-- Opening Marker --

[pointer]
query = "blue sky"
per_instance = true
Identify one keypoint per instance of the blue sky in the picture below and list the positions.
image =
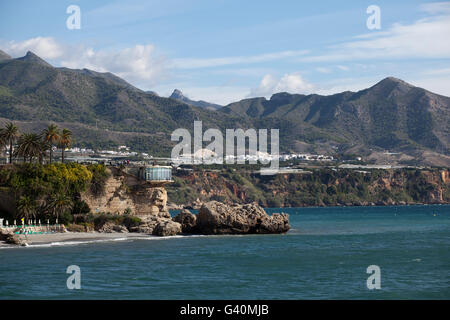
(225, 50)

-- Closing Marker --

#### [Task requirements]
The preceding entries are to be returned verbatim, with every picture excluded.

#### [Finished task]
[pointer]
query = "blue sky"
per_instance = true
Identify one keypoint per instance of the blue sky in the picture below and list the positions.
image =
(225, 50)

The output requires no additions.